◆ **EXERCISE PROMPT**: Omit every picture while repeating the entries exactly.

◆ **RECORD EXCERPTS**:
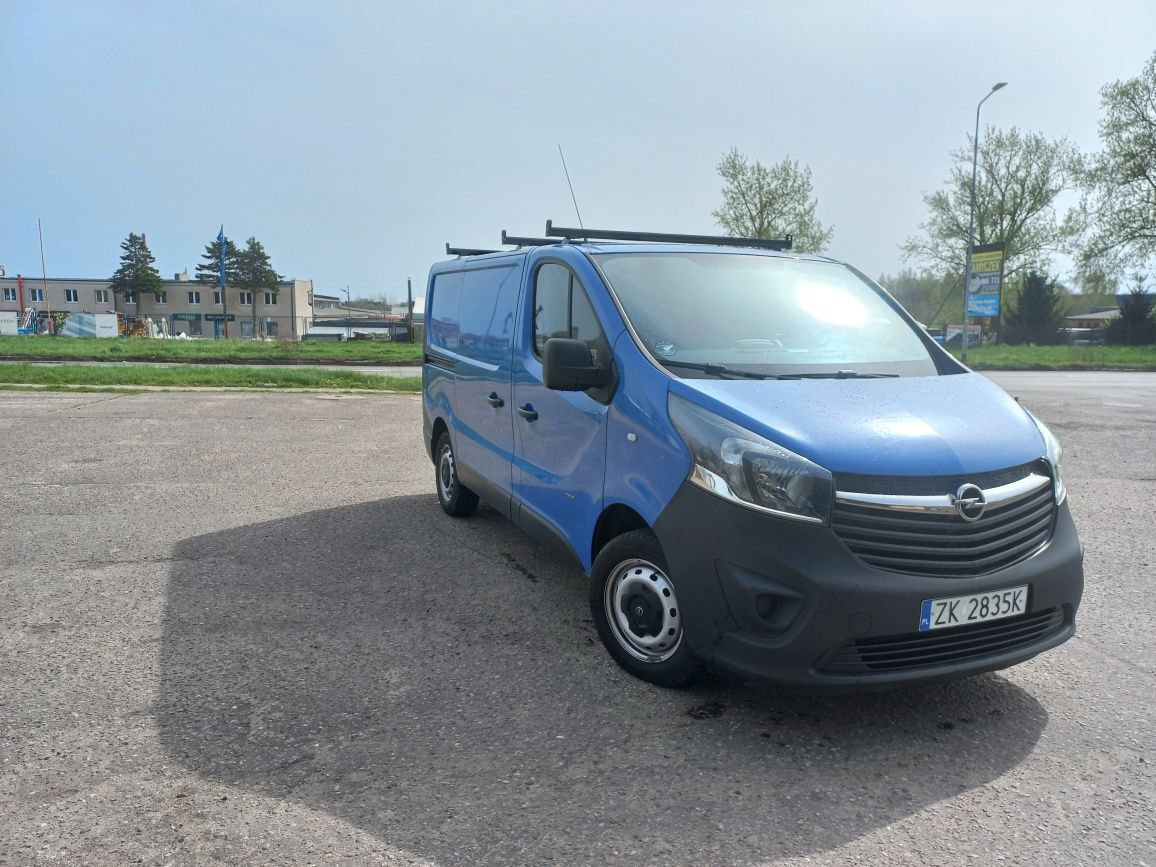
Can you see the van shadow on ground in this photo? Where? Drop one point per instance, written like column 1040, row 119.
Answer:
column 438, row 683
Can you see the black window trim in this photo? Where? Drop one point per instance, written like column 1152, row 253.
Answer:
column 570, row 303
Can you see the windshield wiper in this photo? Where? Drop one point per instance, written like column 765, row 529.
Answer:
column 837, row 375
column 718, row 370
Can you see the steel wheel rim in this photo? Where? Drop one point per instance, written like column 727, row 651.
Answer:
column 643, row 610
column 445, row 474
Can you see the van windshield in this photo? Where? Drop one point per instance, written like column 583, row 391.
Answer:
column 733, row 312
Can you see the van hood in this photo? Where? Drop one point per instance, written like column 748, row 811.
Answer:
column 904, row 425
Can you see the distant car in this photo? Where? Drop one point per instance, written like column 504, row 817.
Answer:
column 761, row 460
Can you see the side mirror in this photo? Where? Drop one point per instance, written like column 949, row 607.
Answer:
column 569, row 367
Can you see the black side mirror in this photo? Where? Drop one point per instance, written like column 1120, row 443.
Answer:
column 569, row 367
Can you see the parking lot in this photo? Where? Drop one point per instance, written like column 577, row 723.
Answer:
column 237, row 628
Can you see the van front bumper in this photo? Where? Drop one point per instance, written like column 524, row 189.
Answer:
column 771, row 599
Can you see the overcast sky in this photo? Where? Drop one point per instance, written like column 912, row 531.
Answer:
column 355, row 139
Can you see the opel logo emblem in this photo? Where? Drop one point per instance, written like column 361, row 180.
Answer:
column 970, row 502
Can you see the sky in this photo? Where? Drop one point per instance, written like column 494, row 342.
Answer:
column 355, row 139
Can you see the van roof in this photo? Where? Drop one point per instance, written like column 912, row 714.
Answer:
column 602, row 241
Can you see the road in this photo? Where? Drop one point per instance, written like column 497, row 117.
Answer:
column 237, row 629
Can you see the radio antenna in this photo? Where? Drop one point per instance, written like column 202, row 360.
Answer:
column 572, row 197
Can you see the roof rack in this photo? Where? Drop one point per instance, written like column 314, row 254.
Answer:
column 527, row 242
column 467, row 251
column 557, row 231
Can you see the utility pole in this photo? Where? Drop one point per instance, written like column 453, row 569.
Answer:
column 44, row 275
column 971, row 222
column 224, row 297
column 409, row 309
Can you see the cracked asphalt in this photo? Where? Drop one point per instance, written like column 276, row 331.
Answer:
column 237, row 629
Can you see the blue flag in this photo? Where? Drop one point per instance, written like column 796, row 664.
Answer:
column 221, row 244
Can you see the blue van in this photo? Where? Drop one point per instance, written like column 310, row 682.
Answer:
column 760, row 459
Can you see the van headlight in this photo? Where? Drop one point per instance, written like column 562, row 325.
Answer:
column 736, row 464
column 1054, row 453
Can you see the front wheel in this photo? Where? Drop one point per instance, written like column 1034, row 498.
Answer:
column 456, row 498
column 636, row 610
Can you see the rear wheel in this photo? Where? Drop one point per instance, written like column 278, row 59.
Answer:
column 636, row 610
column 456, row 498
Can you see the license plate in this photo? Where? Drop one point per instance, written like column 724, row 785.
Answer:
column 975, row 608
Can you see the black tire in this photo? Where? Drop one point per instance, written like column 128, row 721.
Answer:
column 635, row 609
column 456, row 498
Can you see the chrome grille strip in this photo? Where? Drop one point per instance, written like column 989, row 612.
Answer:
column 943, row 503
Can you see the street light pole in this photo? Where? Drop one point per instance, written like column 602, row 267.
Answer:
column 349, row 325
column 971, row 220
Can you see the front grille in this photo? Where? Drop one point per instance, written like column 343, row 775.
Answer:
column 941, row 647
column 946, row 546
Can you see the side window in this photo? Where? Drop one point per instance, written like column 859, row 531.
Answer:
column 583, row 323
column 551, row 304
column 562, row 310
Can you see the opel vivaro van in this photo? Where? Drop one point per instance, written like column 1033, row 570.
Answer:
column 758, row 458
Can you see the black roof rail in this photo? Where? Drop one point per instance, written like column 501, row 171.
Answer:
column 466, row 251
column 557, row 231
column 527, row 242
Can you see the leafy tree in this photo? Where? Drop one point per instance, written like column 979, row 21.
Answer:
column 1019, row 178
column 1121, row 178
column 1135, row 325
column 136, row 273
column 1037, row 315
column 928, row 296
column 208, row 269
column 254, row 273
column 770, row 202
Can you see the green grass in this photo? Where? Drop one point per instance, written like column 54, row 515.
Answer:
column 352, row 352
column 1061, row 357
column 182, row 376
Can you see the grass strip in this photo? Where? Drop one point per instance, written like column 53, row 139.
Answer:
column 178, row 376
column 350, row 352
column 1061, row 357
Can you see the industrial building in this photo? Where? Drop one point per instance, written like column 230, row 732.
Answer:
column 183, row 305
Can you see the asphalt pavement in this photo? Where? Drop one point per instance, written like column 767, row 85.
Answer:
column 238, row 629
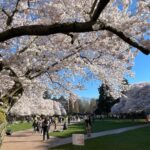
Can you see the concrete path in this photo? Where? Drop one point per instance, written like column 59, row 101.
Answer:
column 26, row 140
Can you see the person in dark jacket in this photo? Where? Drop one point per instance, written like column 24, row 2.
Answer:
column 45, row 126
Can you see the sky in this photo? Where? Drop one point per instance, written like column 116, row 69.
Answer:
column 141, row 70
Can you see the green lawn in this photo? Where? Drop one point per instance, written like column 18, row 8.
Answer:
column 138, row 139
column 19, row 126
column 98, row 125
column 75, row 128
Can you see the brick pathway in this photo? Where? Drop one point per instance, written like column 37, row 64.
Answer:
column 26, row 140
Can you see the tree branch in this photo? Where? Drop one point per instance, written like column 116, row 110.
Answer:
column 42, row 30
column 76, row 27
column 100, row 7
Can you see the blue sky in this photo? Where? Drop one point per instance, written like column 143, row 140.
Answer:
column 141, row 70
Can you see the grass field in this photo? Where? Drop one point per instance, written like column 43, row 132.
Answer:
column 98, row 125
column 19, row 126
column 138, row 139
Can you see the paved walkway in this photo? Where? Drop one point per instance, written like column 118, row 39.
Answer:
column 26, row 140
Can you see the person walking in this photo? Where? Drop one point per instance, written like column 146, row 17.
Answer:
column 45, row 126
column 88, row 126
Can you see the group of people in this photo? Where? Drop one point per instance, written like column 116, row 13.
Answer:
column 42, row 125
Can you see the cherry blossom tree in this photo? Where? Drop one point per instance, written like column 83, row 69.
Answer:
column 55, row 42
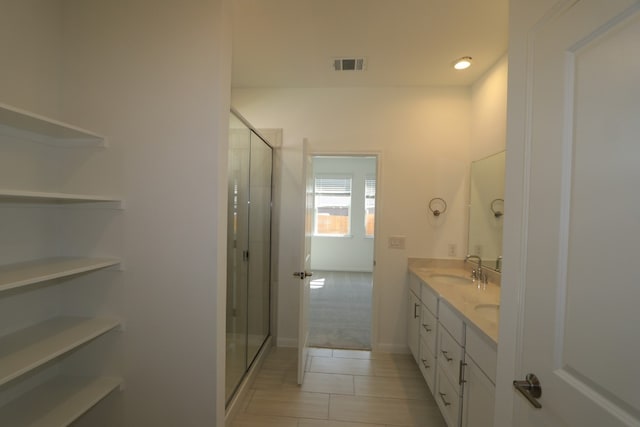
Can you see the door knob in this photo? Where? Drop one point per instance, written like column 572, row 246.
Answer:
column 302, row 274
column 530, row 388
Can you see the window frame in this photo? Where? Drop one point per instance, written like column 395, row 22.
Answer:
column 348, row 190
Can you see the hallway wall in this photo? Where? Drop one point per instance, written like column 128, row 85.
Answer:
column 154, row 77
column 426, row 138
column 422, row 137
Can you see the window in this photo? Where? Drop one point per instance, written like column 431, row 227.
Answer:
column 332, row 205
column 369, row 205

◆ **ANSWER AREA**:
Can you see the van shadow on ground in this photo? Where? Drop one point per instance, written like column 1040, row 119.
Answer:
column 438, row 683
Can you see the black window trim in this photo? Where? Drop one point per instance, written like column 1152, row 253.
Answer:
column 570, row 303
Can you see the windshield wiper in this photo? Where? Drop one point per instance, written like column 765, row 529.
Answer:
column 837, row 375
column 718, row 370
Can you see the steel wheel rim in this photo? Where? Drop one point per instance, written like column 727, row 651.
Answer:
column 643, row 610
column 445, row 474
Can you see the van windshield in this photo? Where? Drop one point per instance, written like column 583, row 391.
Answer:
column 733, row 312
Can you see the van hood in this photo? Where? Drop one point per instance, written like column 748, row 811.
Answer:
column 904, row 425
Can you see the distant car in this photo? Where? Drop one point per instance, written like column 504, row 817.
Answer:
column 761, row 460
Can you see the side mirror in this photo? Where? Drop one point per instance, written like column 949, row 607.
Answer:
column 569, row 367
Can you see the black side mirror in this photo? Where? Drop one point per instance, written like column 1120, row 443.
Answer:
column 569, row 367
Can you see the parking lot in this photo? Where? Drop one point per instance, written like column 577, row 723.
Answer:
column 237, row 628
Can you see the van front bumper in this photo? Where? Drop one point per instance, written like column 524, row 189.
Answer:
column 771, row 599
Can you see the overcast sky in this photo? Where? Drop one point per instance, written like column 912, row 531.
Answer:
column 355, row 139
Can you see the opel logo emblem in this photo? Where? Drop one point per instance, written like column 361, row 180.
Answer:
column 970, row 502
Can you see the sky in this photo? Where? Drop one point per instance, written like column 494, row 342.
Answer:
column 355, row 139
Can you see the van roof in this photo? Where? Drop one point per instance, written like column 912, row 714.
Answer:
column 602, row 241
Can you see the road in this photo? Where? Drop one point per instance, written like column 497, row 117.
Answer:
column 237, row 629
Can you see the radio antenna in this photo? Where? Drop one point per instance, written like column 202, row 360.
Answer:
column 572, row 197
Can you see the roof rack in this photo? Where? Drop one point per instance, written like column 314, row 254.
Answer:
column 527, row 242
column 467, row 251
column 557, row 231
Can you see the utility pole in this photo? Where? Drop one point per instance, written like column 453, row 569.
Answer:
column 44, row 275
column 971, row 222
column 224, row 297
column 409, row 309
Can you see the cracked asphalt in this photo? Where? Drop one point per instance, written like column 276, row 331.
Answer:
column 237, row 629
Can you see the blue flag in this photo? Where? Drop one point per instance, written like column 796, row 664.
Answer:
column 221, row 244
Can you see the blue van in this photo? Where? Drop one point per instance, written like column 310, row 682.
Answer:
column 760, row 459
Can you see the van headlight in this photo? Where? Drop one point per instance, written like column 562, row 325.
Answer:
column 736, row 464
column 1054, row 453
Can you see the front wheel in this photo? Where? Drop one point per instance, written like column 1034, row 498.
Answer:
column 456, row 498
column 636, row 610
Can you see the rear wheel in this photo? Where? Drop one point per instance, written like column 278, row 59.
Answer:
column 636, row 610
column 456, row 498
Can you see the license plate in this photo? Where? Drop one point per instance, written like column 724, row 785.
Answer:
column 975, row 608
Can you see the black tire in this photo? Where? Drop one point per instance, written like column 128, row 721.
Answer:
column 635, row 609
column 456, row 498
Can you see the chrome grille strip in this photo? Where? Drop one point per instance, written like column 989, row 612.
Answer:
column 943, row 503
Can you see the street light pole in this photo? Where? Drop one point per instance, written like column 602, row 267.
Answer:
column 349, row 325
column 971, row 220
Can you see the front grille in this photo? Where? Drop one point per instance, written like column 343, row 775.
Answer:
column 941, row 647
column 946, row 546
Can you see the side window in this photo? Where? Drop one point per instance, written like column 859, row 531.
Answer:
column 583, row 323
column 551, row 304
column 562, row 310
Can you see the opel vivaro van in this photo? Where? Drop one point per instance, written like column 1033, row 570.
Answer:
column 758, row 458
Can you see the black roof rail in this photo? Where? Drop one point per instance, written like column 501, row 171.
Answer:
column 466, row 251
column 557, row 231
column 527, row 242
Can you see the leafy tree in this photo? Where? Drop one point per instance, written like column 979, row 21.
Answer:
column 1019, row 178
column 1121, row 178
column 1135, row 325
column 136, row 273
column 1037, row 315
column 928, row 296
column 208, row 269
column 254, row 273
column 770, row 202
Can you see the green grass in this photo? Where? Drop one point per instance, written like column 54, row 515.
Answer:
column 352, row 352
column 1061, row 357
column 182, row 376
Can you see the grass strip in this photo? Where? Drop one point per instance, written like column 53, row 139.
Answer:
column 178, row 376
column 350, row 352
column 1061, row 357
Can you see the industrial building in this photo? Where? Drop one point per instance, written like column 230, row 732.
Answer:
column 183, row 305
Can you see the asphalt pavement in this photo? Where? Drop one point per instance, written like column 767, row 85.
Answer:
column 238, row 629
Can you see the concrete path in this photo? Where? Drop one point per instance, written like column 59, row 101.
Answer:
column 26, row 140
Can you see the person in dark jacket in this photo? Where? Drop one point per instance, written like column 24, row 2.
Answer:
column 45, row 126
Can you see the sky in this photo? Where? Drop one point per instance, written like column 116, row 69.
Answer:
column 141, row 70
Can you see the green lawn in this photo? Where? Drop one point per instance, written like column 18, row 8.
Answer:
column 138, row 139
column 19, row 126
column 98, row 125
column 75, row 128
Can you see the brick pathway in this photo? Where? Drop one point per instance, written like column 37, row 64.
Answer:
column 26, row 140
Can you see the tree branch in this photo? Where? Drop one point per instance, written like column 116, row 110.
Answer:
column 42, row 30
column 76, row 27
column 100, row 7
Can you see the blue sky in this photo? Where? Drop one point per instance, written like column 143, row 140.
Answer:
column 141, row 70
Can you see the grass field in this photo? Where? Drop one point per instance, written like column 43, row 132.
Answer:
column 98, row 125
column 19, row 126
column 138, row 139
Can you see the paved walkway in this photo? Where? Drop one point per instance, written like column 118, row 39.
Answer:
column 26, row 140
Can you see the person walking in this photo? Where? Drop one point per instance, written like column 146, row 17.
Answer:
column 45, row 126
column 88, row 126
Can you see the group of people in this photo? Where? Drop one point per instance, written like column 116, row 13.
Answer:
column 42, row 125
Can you see the cherry blossom tree in this photo? Where? Drop one point per instance, written like column 83, row 69.
Answer:
column 55, row 42
Can you see the door knob in this photo? Where? Drop one point per instance, written like column 572, row 246.
Answer:
column 302, row 274
column 530, row 388
Can you see the window frame in this photo? Where? Drop one point per instance, written like column 395, row 22.
Answer:
column 348, row 190
Can you see the hallway wall in this photo? Where? Drop one point per instance, written like column 128, row 85.
Answer:
column 154, row 77
column 426, row 138
column 422, row 137
Can you see the window in this photo? Where? Drop one point per instance, written like column 431, row 227.
Answer:
column 332, row 205
column 369, row 205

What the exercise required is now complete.